**What to do**. The entries are to be written out again with no differences.

━━━

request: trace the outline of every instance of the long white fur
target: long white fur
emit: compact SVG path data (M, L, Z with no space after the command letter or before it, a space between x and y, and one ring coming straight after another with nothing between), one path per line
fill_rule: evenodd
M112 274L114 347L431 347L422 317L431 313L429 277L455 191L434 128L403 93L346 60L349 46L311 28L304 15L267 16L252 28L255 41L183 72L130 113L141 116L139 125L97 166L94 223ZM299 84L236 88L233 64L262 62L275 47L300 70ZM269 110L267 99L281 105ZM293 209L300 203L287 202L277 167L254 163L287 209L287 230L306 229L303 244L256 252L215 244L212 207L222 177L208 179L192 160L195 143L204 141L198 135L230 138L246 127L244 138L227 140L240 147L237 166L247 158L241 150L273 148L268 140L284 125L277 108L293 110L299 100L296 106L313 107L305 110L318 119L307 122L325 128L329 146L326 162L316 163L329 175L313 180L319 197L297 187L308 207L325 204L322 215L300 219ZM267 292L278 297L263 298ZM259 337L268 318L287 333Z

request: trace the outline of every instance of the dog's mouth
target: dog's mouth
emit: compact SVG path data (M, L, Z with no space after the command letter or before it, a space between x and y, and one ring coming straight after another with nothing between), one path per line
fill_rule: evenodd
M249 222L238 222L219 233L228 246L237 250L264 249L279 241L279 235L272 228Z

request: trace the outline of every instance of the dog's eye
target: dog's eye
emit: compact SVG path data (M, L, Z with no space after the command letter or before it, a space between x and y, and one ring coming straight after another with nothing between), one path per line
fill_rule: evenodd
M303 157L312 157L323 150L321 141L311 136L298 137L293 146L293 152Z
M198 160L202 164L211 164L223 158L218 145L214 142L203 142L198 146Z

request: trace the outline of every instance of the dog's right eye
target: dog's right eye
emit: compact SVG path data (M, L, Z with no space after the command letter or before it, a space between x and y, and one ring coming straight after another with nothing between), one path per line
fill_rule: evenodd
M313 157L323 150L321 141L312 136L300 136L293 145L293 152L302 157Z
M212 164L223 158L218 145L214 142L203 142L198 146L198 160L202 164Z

━━━

**Response to this exercise**.
request: trace the outline of every instance of the long white fur
target: long white fur
emit: compact SVG path data (M, L, Z with no space after the command letter or before it, a space between x and y, and one ring coming straight after another with nothing between), one path per line
fill_rule: evenodd
M112 274L114 347L431 347L422 317L431 313L429 277L455 191L434 128L403 93L346 60L349 46L311 28L304 15L267 16L252 28L255 41L183 72L130 113L141 116L139 125L97 166L94 223ZM299 84L236 88L233 64L262 62L275 47L300 70ZM269 110L267 99L281 105ZM293 209L300 203L287 202L277 167L254 163L287 209L287 230L306 229L303 244L256 252L215 244L212 207L222 177L208 179L192 160L195 143L204 141L198 135L230 138L246 127L244 138L227 140L240 147L237 166L247 158L241 150L273 148L268 140L284 125L277 108L293 110L299 100L296 106L313 107L305 110L318 119L307 122L325 128L329 146L326 162L316 163L329 175L313 180L319 197L297 187L308 207L325 204L322 215L300 219ZM267 292L278 297L263 298ZM259 337L268 318L287 333Z

request: trace the outline of every instance of the dog's mouth
target: dog's mouth
emit: compact SVG path data (M, L, Z with no space after the command letter or before it, a space between x and y, and one ring coming straight after another with nothing between), one path per line
fill_rule: evenodd
M249 222L238 222L219 233L228 246L237 250L264 249L279 241L279 235L272 228Z

request: trace the outline of every instance of the dog's eye
target: dog's eye
emit: compact SVG path data (M, L, Z with no space after the command letter or before it, a space between x and y, and one ring coming straight after another with nothing between), one path per line
fill_rule: evenodd
M303 157L312 157L323 150L321 141L311 136L298 137L293 146L293 152Z
M198 160L202 164L211 164L223 158L218 145L214 142L203 142L198 146Z

request: trace the outline of every instance of the dog's right eye
target: dog's right eye
emit: compact SVG path data (M, L, Z with no space after the command letter or before it, a space between x and y, and one ring coming straight after another with nothing between), one path per line
fill_rule: evenodd
M313 157L323 150L321 141L312 136L300 136L293 145L293 152L302 157Z
M212 164L223 158L218 145L214 142L203 142L198 146L198 160L202 164Z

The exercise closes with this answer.